Of all the nightmares modern life has to offer, the haul YouTube video surely has a VIP seat in hell.
Don’t know what I’m talking about? Type “haul” into YouTube
and you will enter a world you’ll wish you never knew existed.
Just in a case you need a summary, a haul is when a person goes shopping for clothes, beauty products or toiletries and then films herself
either trying the products on or holding them up, all the while maintaining a
banal patter of chirpy chatter. Sometimes they’re specific (see “Primark haul”
or “Lush haul”), while others are more general (see “Huge haul” or “Winter
haul”).
It’s a phenomenon that’s for sure. Millions of young women dedicate their time to sharing their shopping antics with others. Some of the pretty ones even make
money out of it – paid for shopping!
With hauls, bigger is better. The very use of the word “haul”
makes me think of industrial diggers. I'm imagining an army of heavily made-up thirteen-year-olds raiding Primark with a stolen JCB. These videos project the message that owning
stuff makes you happy, clothes make you happy, money makes you happy. If you’re
too poor to haul – unlucky love.

Instruction 1 -
In the piece on YouTube haul videos, what does the word "haul" make the writer think of?
Instruction 2 -
Carry on the piece about YouTube haul videos from the point at which it stops.

Raw records -

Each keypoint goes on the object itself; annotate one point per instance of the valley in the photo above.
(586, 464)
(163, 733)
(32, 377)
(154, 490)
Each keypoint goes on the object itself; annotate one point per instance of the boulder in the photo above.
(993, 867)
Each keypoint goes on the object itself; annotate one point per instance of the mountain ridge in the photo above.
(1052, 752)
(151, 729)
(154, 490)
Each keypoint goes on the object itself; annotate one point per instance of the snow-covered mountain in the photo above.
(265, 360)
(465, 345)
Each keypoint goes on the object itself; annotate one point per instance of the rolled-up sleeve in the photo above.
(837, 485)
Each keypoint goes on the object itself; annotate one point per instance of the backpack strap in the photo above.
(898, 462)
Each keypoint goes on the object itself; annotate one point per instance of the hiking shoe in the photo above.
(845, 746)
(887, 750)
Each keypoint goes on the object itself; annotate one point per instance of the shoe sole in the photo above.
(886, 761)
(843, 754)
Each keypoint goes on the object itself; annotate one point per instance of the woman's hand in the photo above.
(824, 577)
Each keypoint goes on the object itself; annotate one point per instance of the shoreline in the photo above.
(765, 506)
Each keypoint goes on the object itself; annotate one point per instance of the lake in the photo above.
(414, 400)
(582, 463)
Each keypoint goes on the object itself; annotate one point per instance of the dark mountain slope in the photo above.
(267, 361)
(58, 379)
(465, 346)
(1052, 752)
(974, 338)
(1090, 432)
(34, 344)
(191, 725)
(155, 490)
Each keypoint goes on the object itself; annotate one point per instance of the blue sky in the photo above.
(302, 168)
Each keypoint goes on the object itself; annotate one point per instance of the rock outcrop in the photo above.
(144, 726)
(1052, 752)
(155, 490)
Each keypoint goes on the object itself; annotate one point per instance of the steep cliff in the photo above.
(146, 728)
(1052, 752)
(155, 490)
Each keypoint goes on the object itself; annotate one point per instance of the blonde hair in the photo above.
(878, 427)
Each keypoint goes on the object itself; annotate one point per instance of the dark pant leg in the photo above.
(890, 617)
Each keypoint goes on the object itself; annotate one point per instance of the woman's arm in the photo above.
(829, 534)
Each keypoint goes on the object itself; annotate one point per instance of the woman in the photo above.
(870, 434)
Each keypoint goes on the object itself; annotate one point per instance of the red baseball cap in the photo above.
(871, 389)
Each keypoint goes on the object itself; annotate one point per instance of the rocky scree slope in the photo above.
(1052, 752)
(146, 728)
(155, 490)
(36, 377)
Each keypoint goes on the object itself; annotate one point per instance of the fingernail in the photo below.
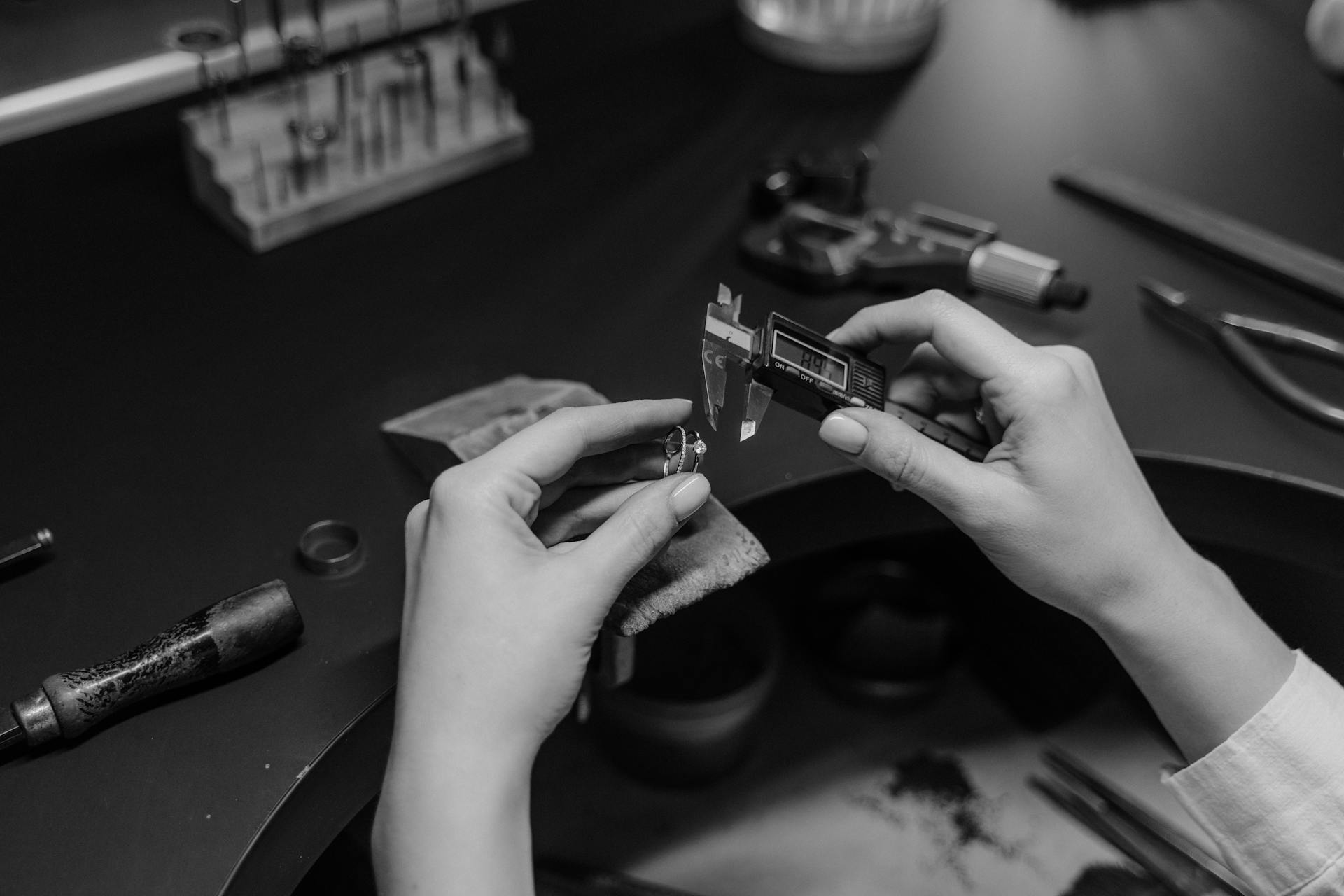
(690, 498)
(844, 433)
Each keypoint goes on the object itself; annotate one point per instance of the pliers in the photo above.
(1237, 333)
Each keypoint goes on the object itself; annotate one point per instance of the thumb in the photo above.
(898, 453)
(640, 528)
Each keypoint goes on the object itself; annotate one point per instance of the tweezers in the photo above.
(1237, 333)
(1171, 858)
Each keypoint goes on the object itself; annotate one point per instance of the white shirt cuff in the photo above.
(1272, 796)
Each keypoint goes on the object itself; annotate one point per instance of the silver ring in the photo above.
(685, 447)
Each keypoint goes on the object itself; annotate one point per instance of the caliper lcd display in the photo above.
(811, 359)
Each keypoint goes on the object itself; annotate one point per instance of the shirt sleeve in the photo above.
(1272, 796)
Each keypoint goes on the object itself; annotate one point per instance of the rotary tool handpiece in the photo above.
(227, 634)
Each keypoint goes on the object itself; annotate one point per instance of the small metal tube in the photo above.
(222, 111)
(277, 22)
(356, 144)
(239, 15)
(342, 76)
(296, 156)
(316, 13)
(464, 94)
(356, 54)
(430, 99)
(29, 546)
(394, 124)
(375, 136)
(260, 178)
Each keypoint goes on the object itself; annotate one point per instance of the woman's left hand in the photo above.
(502, 606)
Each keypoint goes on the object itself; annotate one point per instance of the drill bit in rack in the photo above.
(274, 164)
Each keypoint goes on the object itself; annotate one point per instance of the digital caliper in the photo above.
(803, 370)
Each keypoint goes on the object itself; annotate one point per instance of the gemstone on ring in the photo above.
(686, 447)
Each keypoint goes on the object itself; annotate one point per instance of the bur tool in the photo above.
(241, 629)
(1221, 234)
(239, 16)
(1166, 853)
(27, 547)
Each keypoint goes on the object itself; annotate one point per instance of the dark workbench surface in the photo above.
(178, 410)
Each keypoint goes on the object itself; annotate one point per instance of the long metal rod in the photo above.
(171, 73)
(1225, 235)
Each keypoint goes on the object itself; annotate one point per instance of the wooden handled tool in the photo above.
(223, 636)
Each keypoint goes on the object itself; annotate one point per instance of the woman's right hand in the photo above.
(1059, 504)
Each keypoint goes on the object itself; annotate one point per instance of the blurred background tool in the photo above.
(815, 232)
(1166, 853)
(1246, 245)
(556, 878)
(237, 630)
(1234, 333)
(840, 35)
(26, 548)
(279, 163)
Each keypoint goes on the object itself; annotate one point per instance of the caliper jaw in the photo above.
(726, 340)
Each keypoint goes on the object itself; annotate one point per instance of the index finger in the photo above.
(547, 449)
(962, 335)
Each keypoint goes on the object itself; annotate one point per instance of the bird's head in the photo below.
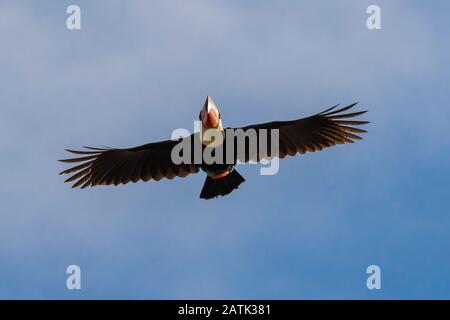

Expected output 1 -
Industrial diggers.

Expected output 2 -
OK, most of the hauls are from cheap shops, but even shopping
at Primark adds up if you treat it like an all-you-can-eat buffet. In one video I watched (strictly for research purposes), the vlogger bought three of the same item in slightly different patterns. The item was a throw. No one needs three poor-quality throws. Fashion-wise
the message seems to be - you can get
away with cheap shit, as long as you have ten tons of it.
As someone who is addicted to buying clothes I can confirm
that they do not for happiness make. Every time I buy something I think, “This
is it! This is the item that will make my life complete”.
The first time I wear it I feel transformed. The second time, I catch site of myself in a mirror and realise it’s hideous, I’m hideous, I
have made a terrible mistake. I spend the evening picking the hairs off the
offending garment in the hope I can still return it.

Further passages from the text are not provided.